--- Data provided Enclosed Below ---
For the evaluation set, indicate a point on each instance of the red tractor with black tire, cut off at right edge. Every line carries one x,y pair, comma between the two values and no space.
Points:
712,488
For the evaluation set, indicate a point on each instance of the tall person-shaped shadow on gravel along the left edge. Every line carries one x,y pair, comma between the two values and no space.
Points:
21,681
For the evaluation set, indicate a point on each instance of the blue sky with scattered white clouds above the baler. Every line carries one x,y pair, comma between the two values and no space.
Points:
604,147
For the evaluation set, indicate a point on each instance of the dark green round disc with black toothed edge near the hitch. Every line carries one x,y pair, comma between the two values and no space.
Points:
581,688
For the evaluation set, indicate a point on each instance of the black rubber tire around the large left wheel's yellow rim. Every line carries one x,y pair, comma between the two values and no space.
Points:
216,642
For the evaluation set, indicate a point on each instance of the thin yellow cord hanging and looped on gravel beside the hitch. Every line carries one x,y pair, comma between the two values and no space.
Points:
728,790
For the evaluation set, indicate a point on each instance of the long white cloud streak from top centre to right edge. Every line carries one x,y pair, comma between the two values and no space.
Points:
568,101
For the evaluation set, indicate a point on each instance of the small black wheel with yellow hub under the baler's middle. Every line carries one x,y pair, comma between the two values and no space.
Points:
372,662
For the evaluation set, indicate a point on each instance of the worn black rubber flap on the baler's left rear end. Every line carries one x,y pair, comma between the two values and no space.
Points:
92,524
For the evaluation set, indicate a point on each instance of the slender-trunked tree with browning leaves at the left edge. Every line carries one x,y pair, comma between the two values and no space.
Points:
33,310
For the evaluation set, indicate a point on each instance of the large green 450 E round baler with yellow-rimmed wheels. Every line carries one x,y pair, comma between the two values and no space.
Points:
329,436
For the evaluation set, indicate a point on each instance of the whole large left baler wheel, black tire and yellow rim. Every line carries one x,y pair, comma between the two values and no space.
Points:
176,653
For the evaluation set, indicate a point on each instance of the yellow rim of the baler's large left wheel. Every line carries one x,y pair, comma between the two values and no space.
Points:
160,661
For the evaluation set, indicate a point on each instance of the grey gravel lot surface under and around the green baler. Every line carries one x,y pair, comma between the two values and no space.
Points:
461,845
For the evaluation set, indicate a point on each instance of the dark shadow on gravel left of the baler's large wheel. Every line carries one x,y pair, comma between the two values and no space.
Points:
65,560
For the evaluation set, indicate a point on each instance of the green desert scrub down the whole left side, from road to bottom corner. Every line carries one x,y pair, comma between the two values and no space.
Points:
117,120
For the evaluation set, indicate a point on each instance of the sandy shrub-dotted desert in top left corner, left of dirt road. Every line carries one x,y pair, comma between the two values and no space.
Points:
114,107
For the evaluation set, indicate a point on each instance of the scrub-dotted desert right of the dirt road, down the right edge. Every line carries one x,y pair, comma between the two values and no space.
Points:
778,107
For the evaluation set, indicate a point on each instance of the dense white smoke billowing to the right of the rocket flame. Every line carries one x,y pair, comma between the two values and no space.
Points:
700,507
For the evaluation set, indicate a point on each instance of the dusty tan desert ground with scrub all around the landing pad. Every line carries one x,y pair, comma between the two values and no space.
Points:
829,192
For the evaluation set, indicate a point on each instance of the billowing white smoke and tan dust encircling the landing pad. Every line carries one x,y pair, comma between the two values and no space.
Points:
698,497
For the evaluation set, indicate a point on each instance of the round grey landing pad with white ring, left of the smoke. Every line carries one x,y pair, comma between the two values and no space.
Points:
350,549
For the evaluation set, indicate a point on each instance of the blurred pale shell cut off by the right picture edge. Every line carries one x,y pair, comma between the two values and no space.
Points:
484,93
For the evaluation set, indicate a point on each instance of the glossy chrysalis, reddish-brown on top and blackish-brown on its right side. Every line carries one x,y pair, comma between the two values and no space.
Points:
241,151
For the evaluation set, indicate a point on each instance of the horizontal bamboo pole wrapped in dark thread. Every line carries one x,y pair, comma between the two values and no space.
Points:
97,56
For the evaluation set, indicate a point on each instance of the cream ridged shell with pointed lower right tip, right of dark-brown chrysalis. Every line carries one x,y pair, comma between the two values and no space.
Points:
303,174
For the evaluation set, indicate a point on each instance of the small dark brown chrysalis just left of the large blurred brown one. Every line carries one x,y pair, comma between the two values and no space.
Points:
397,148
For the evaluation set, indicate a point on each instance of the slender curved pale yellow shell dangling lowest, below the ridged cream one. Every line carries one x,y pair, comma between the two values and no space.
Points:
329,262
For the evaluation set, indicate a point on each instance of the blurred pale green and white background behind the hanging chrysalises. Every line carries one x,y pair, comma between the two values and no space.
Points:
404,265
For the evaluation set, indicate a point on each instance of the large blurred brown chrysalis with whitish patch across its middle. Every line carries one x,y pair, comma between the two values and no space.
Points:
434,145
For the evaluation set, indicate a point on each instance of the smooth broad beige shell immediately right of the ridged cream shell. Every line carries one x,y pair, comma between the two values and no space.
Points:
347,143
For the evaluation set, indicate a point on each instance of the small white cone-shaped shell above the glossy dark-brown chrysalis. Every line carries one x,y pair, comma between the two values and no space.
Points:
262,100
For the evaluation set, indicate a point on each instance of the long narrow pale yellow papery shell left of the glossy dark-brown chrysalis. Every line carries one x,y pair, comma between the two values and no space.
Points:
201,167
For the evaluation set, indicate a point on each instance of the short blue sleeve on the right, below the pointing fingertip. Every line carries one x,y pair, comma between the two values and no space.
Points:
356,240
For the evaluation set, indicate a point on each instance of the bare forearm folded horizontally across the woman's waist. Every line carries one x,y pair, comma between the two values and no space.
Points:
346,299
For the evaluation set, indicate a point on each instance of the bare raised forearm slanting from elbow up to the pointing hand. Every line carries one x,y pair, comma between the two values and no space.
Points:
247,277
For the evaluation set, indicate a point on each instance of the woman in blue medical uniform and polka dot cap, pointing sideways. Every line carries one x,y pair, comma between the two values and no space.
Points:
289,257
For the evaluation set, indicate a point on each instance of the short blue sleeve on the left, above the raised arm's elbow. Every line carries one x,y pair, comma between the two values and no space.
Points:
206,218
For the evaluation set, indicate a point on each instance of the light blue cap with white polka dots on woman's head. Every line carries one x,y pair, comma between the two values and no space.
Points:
--- End of Enclosed Data provided ---
- _What the exercise asks_: Copy, without any change, the run of lines from the one with "the left, above" through the end of the entries above.

- _Answer to this problem_:
For the evaluation set, indicate a point on each instance of the short blue sleeve on the left, above the raised arm's elbow. Every line carries one x,y pair, comma between the two values and no space.
Points:
206,218
For the evaluation set, indicate a point on each instance of the light blue cap with white polka dots on woman's head. Every line carries one x,y pair, comma between the two values and no space.
Points:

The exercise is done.